This is going to be an issue I doubt many will ever encounter, but as the result is quite catastrophic, I wanted to share. Yes, I'm aware Threadripper is a workstation, not a server CPU - but the honest fact is that AMD and Intel workstation systems are widely used in test/development server workloads, even if not officially supported.
Scenario: - Multiple systems with X399 Taichi, Threadripper 1920X, 64 GB memory, single Samsung 960 EVO SSD, Intel X520 network card and various basic console grade display controllers - BIOS 1.80, all defaults except IOMMU disabled - Windows Server 2016 with all latest updates, running a failover cluster with Hyper-V workload, storage via iSCSI
This setup has worked perfectly so far and Threadripper is by far my favorite current hardware option for these environments. However, the problem occurs when running legacy workloads.
Add to this setup a single virtual machine running Debian 3.1 (from 2005). It's been running on a very recent Xeon system now for months without problems. When moved to Threadripper, it starts up just fine, but after two-three hours, it freezes the system. Being in a failover cluster, the workload moves to the next node, then that freezes as well, until every node has frozen completely and we have a major cluster...issue. It's not a reboot or a blue screen, simply a total system freeze that only recovers with the reset button. Nothing meaningful is logged into the event log.
Now, obviously, a 2005 OS and kernel 2.6.8 have no idea about Threadripper. It would make sense that it would not even boot. However, I find it dangerous that it completely freezes the system. Running systems this old is a bad idea, obviously, but there are cases when legacy workloads need to be simulated. Being able to crash the hardware with old software is, simply put, a bad thing.
For obvious reasons, I prefer not to test this setup too many times. It may be just a test/development environment, but I still dislike total cluster crashes. I've relocated the old workload to Intel hardware for now. Most of all, I wanted to raise this to the attention of anyone curious as this MAY be sign of a more serious flaw.
------------- Evaluating X399 + Threadripper systems for light server use.
|

Stored items
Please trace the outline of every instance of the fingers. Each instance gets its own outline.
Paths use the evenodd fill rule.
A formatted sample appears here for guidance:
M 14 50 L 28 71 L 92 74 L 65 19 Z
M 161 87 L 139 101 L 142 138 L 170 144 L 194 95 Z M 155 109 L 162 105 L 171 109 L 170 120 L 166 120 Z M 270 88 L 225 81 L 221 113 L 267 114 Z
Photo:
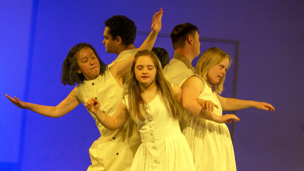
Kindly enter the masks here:
M 269 103 L 266 103 L 266 104 L 264 105 L 264 106 L 267 108 L 267 110 L 269 110 L 270 111 L 275 111 L 275 108 L 272 106 L 272 105 Z

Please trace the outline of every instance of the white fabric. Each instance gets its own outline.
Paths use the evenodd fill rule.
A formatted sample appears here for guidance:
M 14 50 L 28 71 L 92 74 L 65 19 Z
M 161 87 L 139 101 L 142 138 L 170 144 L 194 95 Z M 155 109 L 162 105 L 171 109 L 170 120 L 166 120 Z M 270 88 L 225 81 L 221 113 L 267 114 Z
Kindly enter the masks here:
M 204 84 L 199 98 L 217 104 L 219 109 L 215 108 L 213 112 L 222 116 L 222 107 L 216 93 L 201 77 L 194 75 Z M 236 170 L 233 146 L 226 124 L 188 115 L 188 118 L 192 119 L 182 120 L 186 121 L 181 123 L 181 128 L 191 148 L 196 170 Z
M 75 87 L 75 90 L 84 104 L 91 97 L 97 97 L 100 103 L 100 109 L 111 116 L 117 110 L 123 92 L 107 68 L 102 75 L 93 80 L 84 80 Z M 101 136 L 89 149 L 92 164 L 88 170 L 130 170 L 133 154 L 141 143 L 136 127 L 133 127 L 134 122 L 130 120 L 123 127 L 111 131 L 103 127 L 95 115 L 89 112 L 96 121 Z M 132 140 L 131 143 L 130 140 Z
M 129 109 L 128 96 L 125 96 L 125 102 L 123 101 Z M 195 170 L 191 150 L 178 120 L 169 115 L 160 95 L 147 105 L 149 115 L 144 120 L 135 118 L 130 113 L 137 124 L 142 142 L 131 170 Z
M 123 51 L 118 55 L 118 56 L 117 56 L 117 58 L 116 58 L 116 59 L 115 60 L 113 61 L 113 62 L 112 62 L 112 63 L 111 64 L 108 65 L 108 67 L 110 68 L 112 65 L 117 63 L 118 62 L 126 59 L 127 58 L 135 53 L 136 52 L 136 51 L 137 51 L 137 50 L 138 50 L 138 48 L 136 48 L 130 50 L 127 50 Z
M 163 72 L 167 80 L 181 86 L 181 81 L 194 74 L 191 68 L 188 68 L 182 62 L 173 58 L 163 70 Z

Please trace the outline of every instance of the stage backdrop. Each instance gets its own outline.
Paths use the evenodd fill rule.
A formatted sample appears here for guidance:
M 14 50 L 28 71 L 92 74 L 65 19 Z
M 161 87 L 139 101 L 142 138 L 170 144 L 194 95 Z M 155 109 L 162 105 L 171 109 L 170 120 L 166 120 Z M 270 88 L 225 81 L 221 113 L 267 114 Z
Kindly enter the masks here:
M 5 94 L 57 105 L 73 88 L 60 81 L 61 65 L 72 47 L 90 43 L 108 64 L 116 55 L 106 53 L 102 44 L 104 21 L 116 15 L 133 20 L 138 47 L 161 8 L 162 28 L 156 46 L 172 58 L 172 29 L 186 22 L 195 25 L 201 54 L 218 46 L 234 59 L 223 96 L 265 101 L 275 108 L 235 112 L 240 121 L 229 127 L 238 169 L 302 169 L 304 2 L 164 1 L 0 0 L 0 170 L 86 169 L 88 148 L 100 135 L 83 105 L 60 118 L 48 118 L 18 108 Z

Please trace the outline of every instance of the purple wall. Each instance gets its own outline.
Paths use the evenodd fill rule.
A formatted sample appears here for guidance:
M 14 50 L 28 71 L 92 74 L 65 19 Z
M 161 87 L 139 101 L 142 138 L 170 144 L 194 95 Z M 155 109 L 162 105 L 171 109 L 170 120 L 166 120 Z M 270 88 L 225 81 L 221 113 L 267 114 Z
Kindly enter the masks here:
M 123 15 L 134 21 L 138 31 L 148 32 L 153 14 L 161 7 L 162 33 L 170 34 L 175 25 L 187 22 L 198 26 L 201 37 L 239 41 L 237 97 L 275 108 L 272 112 L 236 112 L 240 119 L 233 136 L 238 169 L 304 167 L 302 1 L 5 1 L 0 2 L 0 170 L 86 169 L 88 148 L 99 135 L 82 105 L 60 118 L 49 118 L 18 108 L 4 94 L 57 105 L 73 88 L 60 80 L 71 47 L 90 43 L 109 63 L 116 56 L 106 54 L 102 43 L 104 21 Z M 137 36 L 137 46 L 144 37 Z M 159 39 L 157 46 L 165 42 Z M 169 41 L 166 46 L 171 47 Z M 201 47 L 201 52 L 206 48 Z

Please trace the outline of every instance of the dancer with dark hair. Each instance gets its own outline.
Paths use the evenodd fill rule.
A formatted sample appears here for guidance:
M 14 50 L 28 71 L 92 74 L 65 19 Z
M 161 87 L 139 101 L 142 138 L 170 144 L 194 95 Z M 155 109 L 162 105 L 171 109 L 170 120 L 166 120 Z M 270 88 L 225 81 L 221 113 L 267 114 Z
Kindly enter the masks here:
M 161 28 L 162 14 L 161 9 L 153 16 L 152 31 L 140 50 L 152 49 Z M 78 44 L 70 50 L 64 62 L 62 81 L 65 85 L 78 85 L 57 106 L 25 102 L 16 97 L 13 98 L 5 96 L 20 108 L 55 118 L 65 115 L 81 103 L 86 104 L 88 98 L 93 96 L 102 104 L 101 109 L 113 116 L 123 98 L 122 78 L 130 72 L 135 54 L 109 68 L 92 46 L 86 43 Z M 130 170 L 133 152 L 136 151 L 130 149 L 128 144 L 128 139 L 132 138 L 129 130 L 133 128 L 126 123 L 119 129 L 110 131 L 100 124 L 94 114 L 90 113 L 96 121 L 101 136 L 89 150 L 92 164 L 88 170 Z
M 188 23 L 178 24 L 172 30 L 170 36 L 174 54 L 163 71 L 169 82 L 180 86 L 181 82 L 194 74 L 191 62 L 200 53 L 198 32 L 196 26 Z
M 136 37 L 136 26 L 132 20 L 122 15 L 114 16 L 105 22 L 105 28 L 102 42 L 105 51 L 118 56 L 108 66 L 124 60 L 138 50 L 133 45 Z
M 153 47 L 151 51 L 156 54 L 158 60 L 161 62 L 161 68 L 164 69 L 165 66 L 169 62 L 170 56 L 168 52 L 164 48 L 158 47 Z
M 94 97 L 88 99 L 85 106 L 110 130 L 121 127 L 130 116 L 137 124 L 142 143 L 131 170 L 195 170 L 191 151 L 178 123 L 180 87 L 171 87 L 155 54 L 148 51 L 136 54 L 131 75 L 129 94 L 114 116 L 101 110 L 98 99 Z

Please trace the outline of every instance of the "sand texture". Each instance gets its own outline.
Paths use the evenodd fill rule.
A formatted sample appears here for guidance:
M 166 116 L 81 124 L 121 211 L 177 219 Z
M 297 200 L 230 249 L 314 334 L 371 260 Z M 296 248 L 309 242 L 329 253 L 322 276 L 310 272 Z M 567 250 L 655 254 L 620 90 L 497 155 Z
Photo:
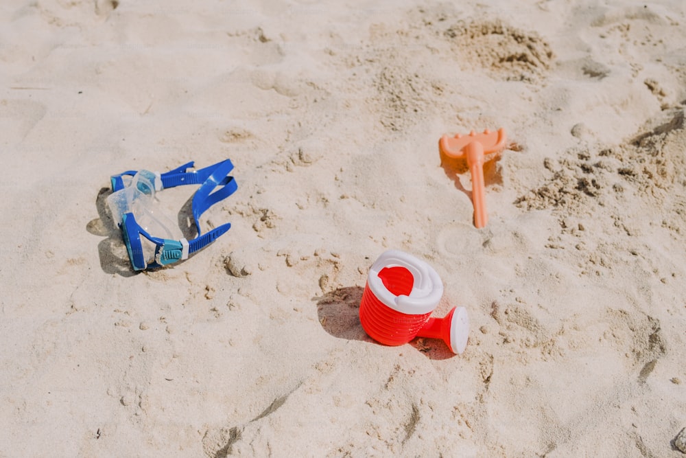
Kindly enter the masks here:
M 0 63 L 0 457 L 684 456 L 682 0 L 8 0 Z M 134 273 L 110 176 L 226 158 Z M 463 354 L 366 336 L 390 249 Z

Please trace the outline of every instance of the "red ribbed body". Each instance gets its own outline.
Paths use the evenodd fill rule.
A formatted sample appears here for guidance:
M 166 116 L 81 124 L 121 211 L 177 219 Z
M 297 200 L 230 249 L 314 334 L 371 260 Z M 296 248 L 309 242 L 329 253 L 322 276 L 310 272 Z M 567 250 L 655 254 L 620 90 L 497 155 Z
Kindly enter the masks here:
M 395 295 L 409 295 L 414 278 L 403 267 L 386 267 L 379 273 L 384 286 Z M 359 321 L 374 340 L 387 345 L 401 345 L 417 335 L 429 320 L 429 313 L 409 314 L 394 310 L 379 301 L 365 285 L 359 305 Z

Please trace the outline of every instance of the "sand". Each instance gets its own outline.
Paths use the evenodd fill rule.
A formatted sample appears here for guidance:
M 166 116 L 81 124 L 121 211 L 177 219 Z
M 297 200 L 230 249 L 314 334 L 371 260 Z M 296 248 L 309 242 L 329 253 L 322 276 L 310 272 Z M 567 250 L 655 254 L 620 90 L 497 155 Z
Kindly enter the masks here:
M 3 2 L 0 456 L 683 456 L 686 4 L 456 3 Z M 499 127 L 477 229 L 438 140 Z M 226 158 L 134 273 L 110 176 Z M 365 334 L 389 249 L 463 354 Z

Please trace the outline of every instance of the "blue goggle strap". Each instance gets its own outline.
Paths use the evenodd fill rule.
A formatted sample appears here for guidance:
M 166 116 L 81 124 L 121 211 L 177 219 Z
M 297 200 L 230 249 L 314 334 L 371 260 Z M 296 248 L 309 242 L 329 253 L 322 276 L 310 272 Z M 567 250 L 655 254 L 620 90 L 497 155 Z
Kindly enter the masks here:
M 226 159 L 200 170 L 186 172 L 188 168 L 193 167 L 193 161 L 189 162 L 162 174 L 161 176 L 163 189 L 202 183 L 193 195 L 191 203 L 193 218 L 196 222 L 198 236 L 187 242 L 185 239 L 172 240 L 153 237 L 136 222 L 132 214 L 127 214 L 122 222 L 122 229 L 125 234 L 126 247 L 129 251 L 129 257 L 134 270 L 143 270 L 149 266 L 165 266 L 179 260 L 186 259 L 189 254 L 204 248 L 230 229 L 231 223 L 228 222 L 215 227 L 205 234 L 200 235 L 202 231 L 200 218 L 210 207 L 226 198 L 238 189 L 236 181 L 233 176 L 228 176 L 233 170 L 233 164 L 230 160 Z M 121 179 L 123 176 L 132 176 L 136 173 L 135 170 L 128 170 L 118 175 L 113 175 L 111 178 L 113 190 L 117 191 L 123 188 L 123 181 Z M 215 190 L 217 187 L 220 187 L 220 189 Z M 146 265 L 141 243 L 141 235 L 156 245 L 154 264 Z
M 189 240 L 189 253 L 193 253 L 206 247 L 231 227 L 231 223 L 227 222 L 215 227 L 207 233 L 200 235 L 202 234 L 200 215 L 212 205 L 233 194 L 238 189 L 236 181 L 233 176 L 228 176 L 228 174 L 233 170 L 233 164 L 228 159 L 198 170 L 198 172 L 204 173 L 208 169 L 211 169 L 209 170 L 209 176 L 196 192 L 191 205 L 193 219 L 196 222 L 196 229 L 198 229 L 198 237 Z M 216 189 L 217 187 L 219 189 Z

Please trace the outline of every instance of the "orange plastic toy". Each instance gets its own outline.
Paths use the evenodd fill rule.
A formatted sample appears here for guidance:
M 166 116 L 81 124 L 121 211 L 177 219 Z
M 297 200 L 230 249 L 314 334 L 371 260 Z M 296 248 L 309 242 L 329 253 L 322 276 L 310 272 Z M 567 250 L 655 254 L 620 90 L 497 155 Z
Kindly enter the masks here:
M 451 138 L 443 135 L 438 148 L 448 157 L 466 159 L 472 177 L 472 203 L 474 205 L 474 225 L 486 226 L 488 215 L 486 212 L 486 192 L 484 190 L 484 161 L 486 154 L 496 152 L 505 147 L 505 130 L 497 132 L 488 129 L 482 133 L 473 130 L 469 135 L 458 134 Z

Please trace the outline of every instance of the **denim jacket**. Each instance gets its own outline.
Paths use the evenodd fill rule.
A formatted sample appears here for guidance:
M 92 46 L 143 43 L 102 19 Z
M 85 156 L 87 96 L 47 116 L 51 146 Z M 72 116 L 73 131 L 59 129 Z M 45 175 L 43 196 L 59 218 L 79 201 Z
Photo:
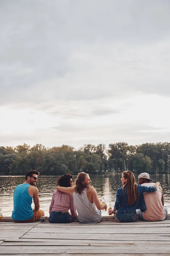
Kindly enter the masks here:
M 125 195 L 123 194 L 123 189 L 120 188 L 117 190 L 116 199 L 114 208 L 117 210 L 116 214 L 121 213 L 121 212 L 126 211 L 130 212 L 135 211 L 137 209 L 140 209 L 141 212 L 146 210 L 146 208 L 143 195 L 143 193 L 147 192 L 154 192 L 157 191 L 156 187 L 153 186 L 146 187 L 140 185 L 137 185 L 138 187 L 139 198 L 135 204 L 130 206 L 128 201 L 128 193 L 126 187 L 125 188 Z

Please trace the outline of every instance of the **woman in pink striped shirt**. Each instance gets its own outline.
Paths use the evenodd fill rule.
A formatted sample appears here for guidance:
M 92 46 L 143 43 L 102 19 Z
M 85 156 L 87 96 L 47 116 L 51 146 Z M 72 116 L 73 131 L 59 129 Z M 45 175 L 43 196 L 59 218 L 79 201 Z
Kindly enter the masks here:
M 69 173 L 64 174 L 57 180 L 57 186 L 65 187 L 73 186 L 73 175 Z M 53 193 L 50 206 L 50 223 L 68 223 L 71 220 L 70 211 L 72 217 L 76 215 L 76 209 L 74 205 L 73 196 L 55 189 Z

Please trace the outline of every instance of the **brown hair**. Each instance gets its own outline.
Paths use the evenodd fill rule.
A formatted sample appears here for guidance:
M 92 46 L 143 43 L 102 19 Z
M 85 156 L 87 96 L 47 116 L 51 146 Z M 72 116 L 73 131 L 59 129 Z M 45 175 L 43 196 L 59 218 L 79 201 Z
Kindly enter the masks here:
M 36 174 L 37 176 L 39 176 L 39 175 L 40 175 L 40 172 L 38 172 L 38 171 L 36 171 L 35 170 L 31 170 L 31 171 L 29 171 L 26 174 L 26 180 L 27 180 L 28 176 L 30 177 L 31 176 L 32 176 L 32 174 Z
M 73 177 L 70 173 L 65 173 L 59 177 L 57 181 L 57 186 L 67 187 L 70 186 L 70 180 L 73 180 Z
M 77 177 L 76 179 L 74 186 L 74 191 L 78 194 L 81 194 L 84 189 L 88 187 L 85 184 L 82 184 L 85 181 L 86 176 L 88 175 L 87 173 L 82 172 L 78 174 Z
M 125 179 L 128 180 L 123 186 L 123 192 L 125 194 L 125 187 L 126 187 L 128 193 L 128 201 L 129 205 L 133 205 L 139 198 L 138 187 L 135 182 L 135 177 L 130 171 L 124 171 L 122 173 Z

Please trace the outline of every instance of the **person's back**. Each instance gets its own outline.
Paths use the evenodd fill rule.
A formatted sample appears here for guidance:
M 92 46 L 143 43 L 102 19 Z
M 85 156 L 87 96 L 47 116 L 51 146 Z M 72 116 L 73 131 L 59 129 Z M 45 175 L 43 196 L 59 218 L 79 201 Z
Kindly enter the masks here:
M 14 210 L 12 218 L 16 221 L 24 221 L 31 219 L 33 216 L 33 210 L 31 207 L 32 197 L 28 192 L 27 183 L 18 185 L 14 192 Z
M 74 204 L 78 212 L 78 219 L 81 223 L 98 223 L 102 218 L 102 213 L 97 209 L 94 203 L 91 203 L 85 188 L 81 194 L 73 192 Z
M 40 209 L 38 190 L 36 187 L 40 173 L 35 170 L 29 171 L 26 175 L 23 184 L 18 185 L 14 192 L 14 210 L 12 218 L 16 222 L 33 222 L 44 215 Z M 35 209 L 32 209 L 32 199 Z
M 138 182 L 142 186 L 147 187 L 154 184 L 153 180 L 150 179 L 150 175 L 147 172 L 142 172 L 139 175 Z M 168 211 L 167 208 L 164 206 L 162 189 L 160 186 L 158 186 L 157 191 L 155 193 L 150 194 L 144 193 L 141 201 L 144 201 L 146 209 L 143 211 L 139 209 L 137 209 L 138 217 L 144 221 L 163 221 L 165 218 Z
M 96 189 L 90 185 L 91 182 L 88 174 L 82 172 L 78 174 L 74 187 L 57 187 L 58 191 L 73 194 L 78 219 L 82 223 L 99 222 L 102 218 L 100 210 L 107 209 L 107 205 L 99 201 Z
M 70 173 L 65 174 L 58 178 L 57 183 L 65 188 L 71 188 L 73 186 L 73 177 Z M 55 190 L 53 193 L 49 213 L 49 222 L 50 223 L 68 223 L 72 217 L 76 216 L 73 195 Z
M 154 183 L 144 183 L 142 186 L 147 187 L 154 186 Z M 143 212 L 143 218 L 148 221 L 160 221 L 165 216 L 165 210 L 162 201 L 162 189 L 159 187 L 155 192 L 144 193 L 146 210 Z

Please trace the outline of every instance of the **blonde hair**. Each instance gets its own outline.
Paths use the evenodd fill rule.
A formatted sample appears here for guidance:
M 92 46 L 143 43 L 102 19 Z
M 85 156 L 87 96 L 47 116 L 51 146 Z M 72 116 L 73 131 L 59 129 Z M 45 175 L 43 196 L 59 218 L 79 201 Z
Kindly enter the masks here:
M 130 171 L 123 172 L 122 174 L 125 179 L 127 179 L 126 183 L 123 186 L 123 194 L 125 194 L 125 187 L 126 187 L 128 203 L 130 206 L 133 205 L 139 198 L 138 187 L 135 182 L 135 176 Z
M 81 194 L 85 188 L 88 187 L 88 185 L 82 184 L 82 182 L 85 182 L 85 177 L 88 175 L 88 174 L 84 172 L 78 174 L 77 177 L 74 183 L 74 191 L 75 192 Z

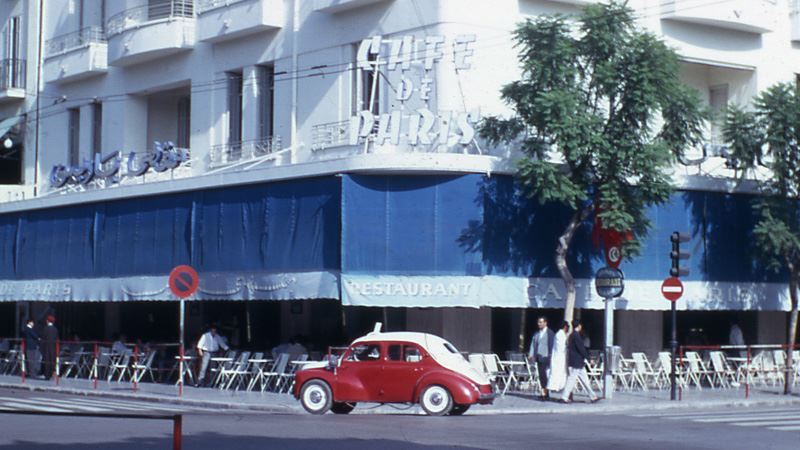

EXERCISE SET:
1. Reproduce word for word the part of the Threadripper post starting at "For obvious reasons, I" and ending at "light server use.".
2. Using the Threadripper post, answer these:
(a) How much memory does each system have?
(b) Which Debian version runs in the virtual machine?
(c) Where has the old workload been moved for now?

RESPONSES TO THE EXERCISE:
1.
For obvious reasons, I prefer not to test this setup too many times. It may be just a test/development environment, but I still dislike total cluster crashes. I've relocated the old workload to Intel hardware for now. Most of all, I wanted to raise this to the attention of anyone curious as this MAY be sign of a more serious flaw.
------------- Evaluating X399 + Threadripper systems for light server use.

2.
(a) 64 GB
(b) Debian 3.1
(c) To Intel hardware